**Problem requirements**
Convert the lines from the one with "of the <item>tree" to the one with "Query: <item>tree trunk</item>", both included, into a JSON list of strings with one string per line. Leave out blank lines.
══════════════════════════════
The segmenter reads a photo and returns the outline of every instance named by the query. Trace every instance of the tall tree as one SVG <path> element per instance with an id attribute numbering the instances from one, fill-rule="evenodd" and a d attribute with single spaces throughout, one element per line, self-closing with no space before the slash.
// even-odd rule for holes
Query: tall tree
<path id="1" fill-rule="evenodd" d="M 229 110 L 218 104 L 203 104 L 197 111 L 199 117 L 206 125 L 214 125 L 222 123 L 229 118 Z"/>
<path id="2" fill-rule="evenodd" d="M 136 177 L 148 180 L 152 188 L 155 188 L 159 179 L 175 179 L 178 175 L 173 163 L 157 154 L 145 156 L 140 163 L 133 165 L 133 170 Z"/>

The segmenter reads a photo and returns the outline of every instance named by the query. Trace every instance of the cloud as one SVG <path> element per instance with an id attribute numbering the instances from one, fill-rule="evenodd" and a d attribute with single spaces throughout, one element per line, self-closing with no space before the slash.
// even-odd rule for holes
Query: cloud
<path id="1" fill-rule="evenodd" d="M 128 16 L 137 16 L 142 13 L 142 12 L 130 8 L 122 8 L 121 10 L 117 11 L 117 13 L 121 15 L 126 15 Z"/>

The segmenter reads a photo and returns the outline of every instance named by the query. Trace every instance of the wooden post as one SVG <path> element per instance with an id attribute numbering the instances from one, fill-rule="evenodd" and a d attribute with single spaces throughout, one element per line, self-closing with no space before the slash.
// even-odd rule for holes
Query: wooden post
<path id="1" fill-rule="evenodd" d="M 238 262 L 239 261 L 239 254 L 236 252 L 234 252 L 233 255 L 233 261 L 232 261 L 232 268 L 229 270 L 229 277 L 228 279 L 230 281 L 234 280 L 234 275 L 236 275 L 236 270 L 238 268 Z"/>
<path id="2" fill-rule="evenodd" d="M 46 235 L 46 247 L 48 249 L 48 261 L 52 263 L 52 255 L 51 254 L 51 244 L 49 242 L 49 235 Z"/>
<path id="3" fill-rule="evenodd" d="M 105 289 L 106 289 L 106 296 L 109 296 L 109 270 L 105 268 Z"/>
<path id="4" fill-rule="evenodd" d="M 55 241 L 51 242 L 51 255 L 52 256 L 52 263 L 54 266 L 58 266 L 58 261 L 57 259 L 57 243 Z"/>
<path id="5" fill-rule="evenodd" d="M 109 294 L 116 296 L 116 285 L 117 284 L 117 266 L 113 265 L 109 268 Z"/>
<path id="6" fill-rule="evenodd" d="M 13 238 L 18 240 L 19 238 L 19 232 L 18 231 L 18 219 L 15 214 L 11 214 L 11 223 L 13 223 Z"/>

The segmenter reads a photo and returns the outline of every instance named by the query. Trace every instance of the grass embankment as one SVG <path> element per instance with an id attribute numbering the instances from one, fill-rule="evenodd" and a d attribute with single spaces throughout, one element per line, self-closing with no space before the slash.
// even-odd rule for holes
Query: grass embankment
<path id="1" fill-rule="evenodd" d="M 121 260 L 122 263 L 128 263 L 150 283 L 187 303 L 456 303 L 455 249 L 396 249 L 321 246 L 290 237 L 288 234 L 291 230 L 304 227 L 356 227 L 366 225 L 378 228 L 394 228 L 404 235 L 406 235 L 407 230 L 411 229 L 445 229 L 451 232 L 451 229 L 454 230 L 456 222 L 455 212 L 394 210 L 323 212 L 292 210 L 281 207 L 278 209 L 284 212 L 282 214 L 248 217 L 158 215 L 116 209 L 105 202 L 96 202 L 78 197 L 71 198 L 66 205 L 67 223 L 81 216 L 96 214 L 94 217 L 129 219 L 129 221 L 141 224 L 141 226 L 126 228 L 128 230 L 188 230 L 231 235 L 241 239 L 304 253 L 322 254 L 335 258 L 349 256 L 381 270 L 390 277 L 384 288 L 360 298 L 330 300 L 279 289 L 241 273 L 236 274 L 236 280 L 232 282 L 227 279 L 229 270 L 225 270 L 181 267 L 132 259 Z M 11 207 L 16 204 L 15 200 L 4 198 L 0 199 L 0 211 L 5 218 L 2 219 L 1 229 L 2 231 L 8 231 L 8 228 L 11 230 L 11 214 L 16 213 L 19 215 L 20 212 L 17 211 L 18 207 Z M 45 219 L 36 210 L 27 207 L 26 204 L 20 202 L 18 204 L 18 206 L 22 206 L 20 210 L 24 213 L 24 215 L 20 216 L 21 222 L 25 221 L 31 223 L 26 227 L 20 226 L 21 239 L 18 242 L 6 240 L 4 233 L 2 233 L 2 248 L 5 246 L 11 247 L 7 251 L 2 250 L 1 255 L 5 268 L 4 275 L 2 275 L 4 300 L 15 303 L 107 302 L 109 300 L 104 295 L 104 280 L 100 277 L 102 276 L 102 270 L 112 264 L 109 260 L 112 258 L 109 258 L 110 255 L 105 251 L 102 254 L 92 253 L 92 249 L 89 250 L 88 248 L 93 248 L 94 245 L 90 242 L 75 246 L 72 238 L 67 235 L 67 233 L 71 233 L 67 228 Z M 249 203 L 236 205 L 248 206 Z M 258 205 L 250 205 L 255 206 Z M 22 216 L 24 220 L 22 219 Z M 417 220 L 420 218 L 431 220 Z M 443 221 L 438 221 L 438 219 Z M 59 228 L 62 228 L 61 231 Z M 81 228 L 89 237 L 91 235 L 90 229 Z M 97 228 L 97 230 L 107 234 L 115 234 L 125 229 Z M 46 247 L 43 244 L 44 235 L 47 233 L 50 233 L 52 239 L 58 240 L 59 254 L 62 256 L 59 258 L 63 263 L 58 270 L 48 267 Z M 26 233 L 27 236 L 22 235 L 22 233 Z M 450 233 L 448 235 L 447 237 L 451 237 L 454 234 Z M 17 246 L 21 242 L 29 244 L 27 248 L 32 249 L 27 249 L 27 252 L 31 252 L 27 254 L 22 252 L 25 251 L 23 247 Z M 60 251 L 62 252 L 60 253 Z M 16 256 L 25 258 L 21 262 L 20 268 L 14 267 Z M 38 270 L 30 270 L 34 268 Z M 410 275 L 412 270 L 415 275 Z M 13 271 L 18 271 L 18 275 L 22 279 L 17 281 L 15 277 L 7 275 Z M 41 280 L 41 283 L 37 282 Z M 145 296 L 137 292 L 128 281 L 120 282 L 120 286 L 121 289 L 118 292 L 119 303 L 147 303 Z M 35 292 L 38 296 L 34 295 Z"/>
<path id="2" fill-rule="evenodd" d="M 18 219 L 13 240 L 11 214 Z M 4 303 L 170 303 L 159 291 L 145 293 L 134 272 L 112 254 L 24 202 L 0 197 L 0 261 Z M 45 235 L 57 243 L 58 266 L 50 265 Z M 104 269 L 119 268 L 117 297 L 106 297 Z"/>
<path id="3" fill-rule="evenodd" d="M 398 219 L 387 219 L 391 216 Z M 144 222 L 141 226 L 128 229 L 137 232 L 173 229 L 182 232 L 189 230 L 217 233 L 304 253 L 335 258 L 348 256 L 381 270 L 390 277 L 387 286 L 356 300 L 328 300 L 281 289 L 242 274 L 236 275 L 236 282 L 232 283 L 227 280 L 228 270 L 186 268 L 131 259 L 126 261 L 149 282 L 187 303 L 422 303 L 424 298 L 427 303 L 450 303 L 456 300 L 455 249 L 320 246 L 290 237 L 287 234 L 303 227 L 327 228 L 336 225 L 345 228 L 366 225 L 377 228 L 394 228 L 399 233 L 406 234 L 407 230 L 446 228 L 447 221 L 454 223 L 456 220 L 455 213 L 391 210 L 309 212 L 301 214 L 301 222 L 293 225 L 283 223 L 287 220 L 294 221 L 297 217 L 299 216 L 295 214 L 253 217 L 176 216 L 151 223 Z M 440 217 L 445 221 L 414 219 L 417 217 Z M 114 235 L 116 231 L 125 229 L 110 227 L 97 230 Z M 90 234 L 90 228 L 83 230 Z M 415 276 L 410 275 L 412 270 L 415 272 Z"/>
══════════════════════════════
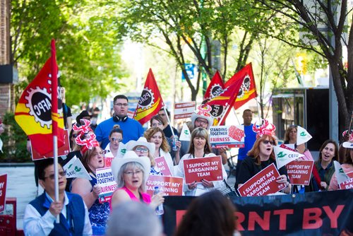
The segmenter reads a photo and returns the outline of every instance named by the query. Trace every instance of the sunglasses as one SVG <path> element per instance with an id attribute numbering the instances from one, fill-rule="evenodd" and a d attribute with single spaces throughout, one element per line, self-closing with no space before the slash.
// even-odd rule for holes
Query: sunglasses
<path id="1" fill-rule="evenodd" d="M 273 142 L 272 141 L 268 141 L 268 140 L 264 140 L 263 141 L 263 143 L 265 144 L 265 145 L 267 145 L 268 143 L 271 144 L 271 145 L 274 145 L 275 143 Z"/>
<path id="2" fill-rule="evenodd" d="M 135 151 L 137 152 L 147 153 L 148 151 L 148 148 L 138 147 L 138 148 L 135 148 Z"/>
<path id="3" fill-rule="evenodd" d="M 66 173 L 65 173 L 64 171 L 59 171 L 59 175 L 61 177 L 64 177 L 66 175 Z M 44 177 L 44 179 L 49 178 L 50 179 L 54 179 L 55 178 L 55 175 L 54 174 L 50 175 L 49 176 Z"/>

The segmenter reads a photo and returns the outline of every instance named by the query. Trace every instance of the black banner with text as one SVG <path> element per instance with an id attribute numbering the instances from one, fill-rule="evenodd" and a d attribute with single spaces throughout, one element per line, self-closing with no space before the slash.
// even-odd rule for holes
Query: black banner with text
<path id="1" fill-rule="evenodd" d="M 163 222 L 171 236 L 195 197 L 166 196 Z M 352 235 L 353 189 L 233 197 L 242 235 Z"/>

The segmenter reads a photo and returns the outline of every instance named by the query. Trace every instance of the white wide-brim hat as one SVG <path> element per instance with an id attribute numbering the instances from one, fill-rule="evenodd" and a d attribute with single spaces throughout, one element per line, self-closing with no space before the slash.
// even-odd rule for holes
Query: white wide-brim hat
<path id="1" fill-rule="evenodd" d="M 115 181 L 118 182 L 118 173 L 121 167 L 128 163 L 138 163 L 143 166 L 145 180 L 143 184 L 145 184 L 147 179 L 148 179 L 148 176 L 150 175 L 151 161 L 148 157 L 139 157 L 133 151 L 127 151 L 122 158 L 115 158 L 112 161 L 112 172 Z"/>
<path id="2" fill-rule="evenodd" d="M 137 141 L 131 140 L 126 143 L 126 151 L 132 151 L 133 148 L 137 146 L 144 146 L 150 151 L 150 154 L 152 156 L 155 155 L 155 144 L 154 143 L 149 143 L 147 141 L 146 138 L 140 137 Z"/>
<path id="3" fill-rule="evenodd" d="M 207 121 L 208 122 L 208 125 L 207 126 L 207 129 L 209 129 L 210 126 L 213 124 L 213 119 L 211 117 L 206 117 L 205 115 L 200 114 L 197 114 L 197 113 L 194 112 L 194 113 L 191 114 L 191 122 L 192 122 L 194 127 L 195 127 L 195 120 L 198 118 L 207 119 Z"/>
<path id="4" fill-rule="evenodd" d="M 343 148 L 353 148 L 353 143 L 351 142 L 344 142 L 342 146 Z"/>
══════════════════════════════
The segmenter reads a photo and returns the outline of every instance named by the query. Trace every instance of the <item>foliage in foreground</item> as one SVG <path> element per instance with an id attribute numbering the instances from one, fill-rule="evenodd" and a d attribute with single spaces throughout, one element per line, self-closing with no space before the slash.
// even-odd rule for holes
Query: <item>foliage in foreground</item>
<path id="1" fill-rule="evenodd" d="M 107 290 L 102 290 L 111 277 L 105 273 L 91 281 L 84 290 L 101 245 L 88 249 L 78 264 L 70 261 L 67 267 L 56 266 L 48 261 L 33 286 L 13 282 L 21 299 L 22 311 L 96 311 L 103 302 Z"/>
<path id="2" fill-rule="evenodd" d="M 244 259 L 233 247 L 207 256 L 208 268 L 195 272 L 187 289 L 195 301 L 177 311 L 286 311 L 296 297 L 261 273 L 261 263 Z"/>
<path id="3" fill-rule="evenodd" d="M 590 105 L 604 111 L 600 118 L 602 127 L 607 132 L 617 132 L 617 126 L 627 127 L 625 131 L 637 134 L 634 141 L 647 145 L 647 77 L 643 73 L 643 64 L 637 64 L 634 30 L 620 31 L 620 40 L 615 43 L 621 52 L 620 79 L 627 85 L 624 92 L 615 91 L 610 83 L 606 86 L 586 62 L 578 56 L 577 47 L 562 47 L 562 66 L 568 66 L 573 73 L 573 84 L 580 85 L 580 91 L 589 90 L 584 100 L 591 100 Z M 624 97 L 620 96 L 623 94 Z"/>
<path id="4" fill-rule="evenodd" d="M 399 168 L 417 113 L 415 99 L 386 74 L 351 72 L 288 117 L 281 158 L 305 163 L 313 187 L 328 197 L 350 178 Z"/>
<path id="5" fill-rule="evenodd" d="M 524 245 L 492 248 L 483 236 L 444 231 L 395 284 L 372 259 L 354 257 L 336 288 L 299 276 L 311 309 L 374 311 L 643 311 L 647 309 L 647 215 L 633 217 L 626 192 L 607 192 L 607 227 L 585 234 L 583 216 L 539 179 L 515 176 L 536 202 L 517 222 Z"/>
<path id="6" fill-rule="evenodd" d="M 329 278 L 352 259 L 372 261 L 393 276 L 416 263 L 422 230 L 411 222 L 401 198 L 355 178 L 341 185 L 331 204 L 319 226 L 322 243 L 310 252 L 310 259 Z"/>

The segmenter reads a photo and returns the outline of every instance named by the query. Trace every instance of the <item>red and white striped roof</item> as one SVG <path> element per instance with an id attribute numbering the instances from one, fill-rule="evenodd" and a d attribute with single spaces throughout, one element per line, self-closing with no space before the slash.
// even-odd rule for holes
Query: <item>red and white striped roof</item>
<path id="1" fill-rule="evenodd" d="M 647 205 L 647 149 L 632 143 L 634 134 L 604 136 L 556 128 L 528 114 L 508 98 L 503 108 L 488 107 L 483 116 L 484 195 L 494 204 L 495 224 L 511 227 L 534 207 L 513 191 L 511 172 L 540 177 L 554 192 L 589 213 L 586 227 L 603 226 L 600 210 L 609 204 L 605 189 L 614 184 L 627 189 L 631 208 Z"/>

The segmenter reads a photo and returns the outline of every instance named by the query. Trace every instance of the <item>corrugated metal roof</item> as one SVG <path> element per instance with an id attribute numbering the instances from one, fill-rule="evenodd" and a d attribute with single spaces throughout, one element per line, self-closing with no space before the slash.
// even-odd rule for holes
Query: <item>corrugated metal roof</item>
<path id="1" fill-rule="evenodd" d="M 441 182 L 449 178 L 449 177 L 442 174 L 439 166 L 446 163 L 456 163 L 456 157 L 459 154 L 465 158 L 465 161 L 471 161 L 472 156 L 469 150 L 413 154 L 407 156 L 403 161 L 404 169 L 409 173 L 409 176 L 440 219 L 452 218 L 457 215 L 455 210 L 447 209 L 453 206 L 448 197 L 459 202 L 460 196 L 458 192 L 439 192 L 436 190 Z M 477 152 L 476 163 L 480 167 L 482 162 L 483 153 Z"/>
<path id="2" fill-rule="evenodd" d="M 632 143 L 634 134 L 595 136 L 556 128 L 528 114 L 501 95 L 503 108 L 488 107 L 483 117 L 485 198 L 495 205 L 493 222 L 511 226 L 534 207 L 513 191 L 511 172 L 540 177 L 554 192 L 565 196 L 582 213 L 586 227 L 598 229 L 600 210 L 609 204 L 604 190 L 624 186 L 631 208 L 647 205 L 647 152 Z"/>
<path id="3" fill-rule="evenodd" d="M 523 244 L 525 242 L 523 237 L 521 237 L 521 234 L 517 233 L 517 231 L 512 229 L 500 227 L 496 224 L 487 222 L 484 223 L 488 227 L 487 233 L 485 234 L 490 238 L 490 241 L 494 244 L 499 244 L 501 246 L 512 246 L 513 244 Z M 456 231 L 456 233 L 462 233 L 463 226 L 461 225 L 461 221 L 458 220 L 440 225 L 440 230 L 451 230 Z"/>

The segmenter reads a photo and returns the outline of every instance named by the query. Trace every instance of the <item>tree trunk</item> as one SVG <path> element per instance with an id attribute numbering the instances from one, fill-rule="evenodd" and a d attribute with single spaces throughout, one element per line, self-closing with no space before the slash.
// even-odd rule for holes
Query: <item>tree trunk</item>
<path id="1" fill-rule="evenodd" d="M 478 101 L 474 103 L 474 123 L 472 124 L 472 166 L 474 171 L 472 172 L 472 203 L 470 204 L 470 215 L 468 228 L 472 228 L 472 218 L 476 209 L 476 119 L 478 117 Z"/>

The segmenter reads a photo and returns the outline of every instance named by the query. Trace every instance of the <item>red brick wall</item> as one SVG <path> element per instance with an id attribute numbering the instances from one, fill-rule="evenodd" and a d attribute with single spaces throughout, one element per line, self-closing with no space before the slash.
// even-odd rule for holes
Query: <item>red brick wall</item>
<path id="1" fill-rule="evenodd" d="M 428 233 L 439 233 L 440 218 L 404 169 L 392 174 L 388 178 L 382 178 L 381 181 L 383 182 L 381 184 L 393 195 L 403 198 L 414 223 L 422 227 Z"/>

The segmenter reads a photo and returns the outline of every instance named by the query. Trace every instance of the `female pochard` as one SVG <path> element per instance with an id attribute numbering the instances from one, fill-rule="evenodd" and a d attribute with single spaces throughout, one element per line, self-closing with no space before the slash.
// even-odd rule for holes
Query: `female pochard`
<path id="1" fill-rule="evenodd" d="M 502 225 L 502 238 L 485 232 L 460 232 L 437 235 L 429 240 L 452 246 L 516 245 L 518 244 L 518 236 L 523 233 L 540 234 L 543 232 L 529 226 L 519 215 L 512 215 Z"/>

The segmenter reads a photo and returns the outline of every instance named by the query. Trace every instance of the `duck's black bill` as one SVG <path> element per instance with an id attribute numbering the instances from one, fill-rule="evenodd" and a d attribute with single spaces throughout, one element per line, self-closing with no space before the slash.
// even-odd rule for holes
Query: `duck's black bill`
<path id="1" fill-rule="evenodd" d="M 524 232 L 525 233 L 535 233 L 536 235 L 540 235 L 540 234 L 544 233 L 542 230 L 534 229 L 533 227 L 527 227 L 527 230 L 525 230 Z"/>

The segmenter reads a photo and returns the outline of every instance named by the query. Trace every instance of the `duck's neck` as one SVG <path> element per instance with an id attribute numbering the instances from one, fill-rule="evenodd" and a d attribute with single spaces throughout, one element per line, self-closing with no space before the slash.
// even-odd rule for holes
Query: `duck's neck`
══════════════════════════════
**Complete response**
[
  "The segmenter reads a photo and returns the outline of every instance named by the query. Trace every instance of the <item>tree trunk</item> as one SVG <path> element per instance with an id attribute numbering the instances from one, fill-rule=\"evenodd\" and a d attribute with single spaces throughout, one element per line, self-closing with no space before the slash.",
  "// even-odd rule for holes",
  "Query: <item>tree trunk</item>"
]